__DIRECTIONS FOR THIS TASK__
State how many lines of the material below contain the string "strip", with case taken into account. Give only the number.

Entries from a pointing dataset:
□ □ □ □

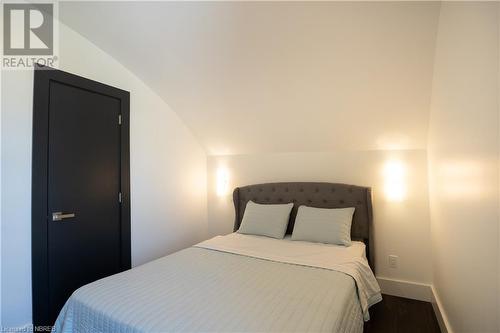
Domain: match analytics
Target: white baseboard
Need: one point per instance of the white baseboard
(443, 322)
(418, 291)
(406, 289)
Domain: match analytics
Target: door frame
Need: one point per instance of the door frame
(39, 201)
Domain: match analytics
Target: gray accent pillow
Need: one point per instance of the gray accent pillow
(323, 225)
(265, 220)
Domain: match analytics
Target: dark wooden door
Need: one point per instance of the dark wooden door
(87, 233)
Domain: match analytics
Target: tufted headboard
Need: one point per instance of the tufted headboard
(322, 195)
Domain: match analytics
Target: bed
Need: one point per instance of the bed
(243, 283)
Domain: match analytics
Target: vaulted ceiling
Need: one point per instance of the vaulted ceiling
(250, 77)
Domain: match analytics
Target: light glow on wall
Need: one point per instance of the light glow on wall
(222, 181)
(395, 180)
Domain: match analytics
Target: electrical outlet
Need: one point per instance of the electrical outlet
(393, 261)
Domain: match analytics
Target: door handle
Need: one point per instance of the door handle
(58, 216)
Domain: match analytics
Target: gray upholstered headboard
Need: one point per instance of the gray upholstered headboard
(322, 195)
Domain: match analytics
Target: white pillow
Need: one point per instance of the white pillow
(323, 225)
(265, 220)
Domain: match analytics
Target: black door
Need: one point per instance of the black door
(81, 220)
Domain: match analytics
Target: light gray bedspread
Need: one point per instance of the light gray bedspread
(203, 290)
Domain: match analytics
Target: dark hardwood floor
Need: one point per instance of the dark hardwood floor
(396, 314)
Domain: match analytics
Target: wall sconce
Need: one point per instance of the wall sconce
(222, 185)
(395, 180)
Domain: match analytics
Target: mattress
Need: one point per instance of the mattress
(235, 283)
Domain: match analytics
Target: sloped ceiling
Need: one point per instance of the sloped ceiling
(256, 77)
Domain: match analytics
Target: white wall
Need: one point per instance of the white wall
(401, 228)
(463, 166)
(168, 172)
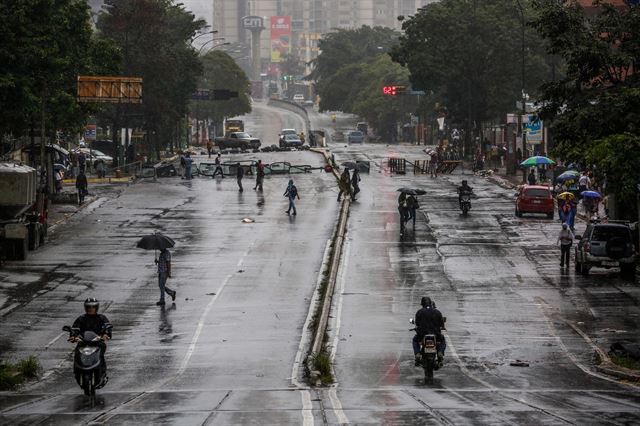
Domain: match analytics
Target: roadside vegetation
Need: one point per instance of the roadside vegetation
(13, 375)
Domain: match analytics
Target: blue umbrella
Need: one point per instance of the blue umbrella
(568, 175)
(536, 161)
(591, 194)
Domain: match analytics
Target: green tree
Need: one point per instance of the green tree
(222, 72)
(155, 39)
(595, 108)
(337, 69)
(467, 54)
(45, 45)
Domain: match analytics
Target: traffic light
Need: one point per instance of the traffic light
(223, 94)
(394, 90)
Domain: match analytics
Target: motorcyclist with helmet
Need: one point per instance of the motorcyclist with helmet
(463, 189)
(429, 320)
(93, 321)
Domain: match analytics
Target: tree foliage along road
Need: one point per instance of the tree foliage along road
(351, 70)
(467, 54)
(595, 108)
(45, 45)
(222, 72)
(154, 37)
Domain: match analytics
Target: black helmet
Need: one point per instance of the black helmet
(91, 302)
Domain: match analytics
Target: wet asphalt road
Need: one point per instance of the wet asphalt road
(498, 281)
(225, 353)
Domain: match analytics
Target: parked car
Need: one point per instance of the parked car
(606, 245)
(290, 140)
(93, 154)
(534, 199)
(355, 136)
(285, 132)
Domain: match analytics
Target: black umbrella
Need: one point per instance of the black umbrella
(412, 191)
(155, 241)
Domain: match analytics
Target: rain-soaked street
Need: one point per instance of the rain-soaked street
(227, 351)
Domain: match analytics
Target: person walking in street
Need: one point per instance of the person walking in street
(292, 193)
(239, 176)
(412, 208)
(403, 210)
(218, 169)
(259, 175)
(188, 162)
(164, 272)
(584, 183)
(100, 168)
(81, 186)
(344, 184)
(565, 239)
(355, 183)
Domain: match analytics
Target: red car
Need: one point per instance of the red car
(534, 199)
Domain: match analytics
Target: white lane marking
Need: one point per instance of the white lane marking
(305, 328)
(54, 339)
(337, 407)
(196, 336)
(307, 407)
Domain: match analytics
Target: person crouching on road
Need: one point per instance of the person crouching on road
(81, 186)
(164, 272)
(565, 239)
(291, 193)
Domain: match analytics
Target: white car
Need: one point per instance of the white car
(94, 154)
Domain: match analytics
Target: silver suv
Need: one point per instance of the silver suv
(606, 245)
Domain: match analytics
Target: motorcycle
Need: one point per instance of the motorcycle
(88, 365)
(428, 353)
(465, 203)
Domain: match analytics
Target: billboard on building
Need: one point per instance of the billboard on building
(280, 37)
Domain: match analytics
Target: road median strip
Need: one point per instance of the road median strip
(318, 363)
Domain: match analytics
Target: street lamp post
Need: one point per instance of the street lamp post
(521, 131)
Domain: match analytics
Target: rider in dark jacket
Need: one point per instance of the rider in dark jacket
(92, 321)
(429, 320)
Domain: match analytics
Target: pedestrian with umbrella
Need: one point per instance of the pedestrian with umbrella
(355, 182)
(160, 242)
(344, 184)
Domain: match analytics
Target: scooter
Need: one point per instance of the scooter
(465, 203)
(88, 366)
(428, 353)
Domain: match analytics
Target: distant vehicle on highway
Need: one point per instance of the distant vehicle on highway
(93, 154)
(355, 136)
(290, 140)
(233, 126)
(242, 140)
(284, 132)
(606, 245)
(534, 199)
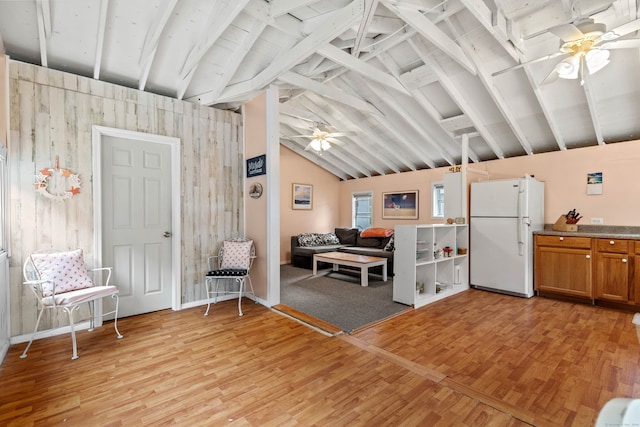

□ □ □ □

__EXERCISE ANSWER__
2